*Your instructions:*
Each line of the material must appear again in the answer, exactly.
○ ○ ○
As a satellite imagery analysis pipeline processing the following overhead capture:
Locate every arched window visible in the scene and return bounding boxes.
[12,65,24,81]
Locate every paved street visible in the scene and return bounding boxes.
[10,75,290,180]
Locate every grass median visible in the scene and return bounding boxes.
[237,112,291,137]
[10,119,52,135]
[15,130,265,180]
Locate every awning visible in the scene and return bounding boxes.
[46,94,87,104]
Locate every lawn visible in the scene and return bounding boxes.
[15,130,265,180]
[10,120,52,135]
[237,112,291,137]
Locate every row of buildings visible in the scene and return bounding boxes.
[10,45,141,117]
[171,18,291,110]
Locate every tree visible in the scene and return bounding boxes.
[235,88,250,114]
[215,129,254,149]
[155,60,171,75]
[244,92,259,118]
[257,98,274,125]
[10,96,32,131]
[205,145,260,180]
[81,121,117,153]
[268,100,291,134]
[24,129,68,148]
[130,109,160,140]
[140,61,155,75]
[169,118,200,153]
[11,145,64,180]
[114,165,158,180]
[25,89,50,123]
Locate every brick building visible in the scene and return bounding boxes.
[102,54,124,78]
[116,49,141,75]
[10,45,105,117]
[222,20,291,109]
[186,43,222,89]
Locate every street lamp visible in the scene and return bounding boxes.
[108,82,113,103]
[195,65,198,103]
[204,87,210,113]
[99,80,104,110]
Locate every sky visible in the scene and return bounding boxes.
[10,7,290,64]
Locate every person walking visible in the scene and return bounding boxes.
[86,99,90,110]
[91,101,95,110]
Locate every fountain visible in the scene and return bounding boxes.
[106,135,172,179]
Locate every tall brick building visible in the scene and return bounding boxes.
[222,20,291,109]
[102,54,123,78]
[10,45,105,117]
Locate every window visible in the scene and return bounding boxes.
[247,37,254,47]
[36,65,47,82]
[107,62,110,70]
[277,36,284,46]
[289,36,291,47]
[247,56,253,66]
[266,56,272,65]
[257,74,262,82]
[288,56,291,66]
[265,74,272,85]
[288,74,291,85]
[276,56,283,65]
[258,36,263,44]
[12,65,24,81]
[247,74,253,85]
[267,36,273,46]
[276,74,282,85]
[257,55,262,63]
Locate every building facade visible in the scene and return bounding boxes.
○ ○ ○
*Reply:*
As a satellite imagery analysis pipeline processing the following overhead capture:
Locate every arched window visible in the scene and return bounding boxes.
[12,65,24,81]
Locate every paved street visible in the scene and return bounding boxes.
[10,75,290,180]
Locate every grass median visible in the scene and return bounding boxes.
[237,112,291,137]
[10,119,52,135]
[15,130,265,180]
Locate every awning visible in the scene and return bounding boxes.
[46,94,87,104]
Locate every lawn visible in the scene and return bounding boxes.
[15,130,265,180]
[10,120,52,135]
[237,112,291,137]
Locate every row of buildings visible in the scene and return bounding boxes.
[10,45,141,117]
[171,18,291,110]
Locate every tree visible in the scene and return bounding boxes.
[235,88,250,114]
[215,129,254,149]
[155,60,171,75]
[244,92,259,118]
[257,98,274,125]
[10,96,32,131]
[205,145,260,180]
[81,121,117,153]
[268,100,291,134]
[24,129,68,148]
[130,109,160,140]
[140,61,155,75]
[169,118,200,153]
[11,145,64,180]
[114,165,158,180]
[25,89,50,123]
Locate every brick building visible in the scene and return bounding boxes.
[102,54,124,78]
[116,49,141,75]
[10,45,105,117]
[222,20,291,109]
[186,43,222,89]
Locate every street lamp visible in the scene and return bounding boxes.
[108,82,113,103]
[195,65,198,103]
[204,87,210,113]
[99,80,104,110]
Locate every sky visible in the scene and return bounding boxes.
[10,7,290,64]
Locate every person walking visible in the scene and return bounding boxes.
[86,99,90,110]
[91,101,95,110]
Locate every fountain visible in the scene and return bounding boxes.
[106,135,172,179]
Locate every tall brick building visible in the scene and return bounding boxes.
[222,20,291,109]
[102,54,123,78]
[10,45,105,117]
Locate every window visible in the scene and return bounding boxes.
[247,37,254,47]
[36,65,47,82]
[107,62,110,70]
[277,36,284,46]
[289,36,291,47]
[247,56,253,66]
[266,56,272,65]
[257,74,262,82]
[288,56,291,66]
[265,74,272,85]
[288,74,291,85]
[276,56,283,65]
[258,36,263,44]
[12,65,24,81]
[247,74,253,85]
[267,36,273,46]
[276,74,282,85]
[257,55,262,63]
Locate every building facade visible in the scene and return bounding boxes.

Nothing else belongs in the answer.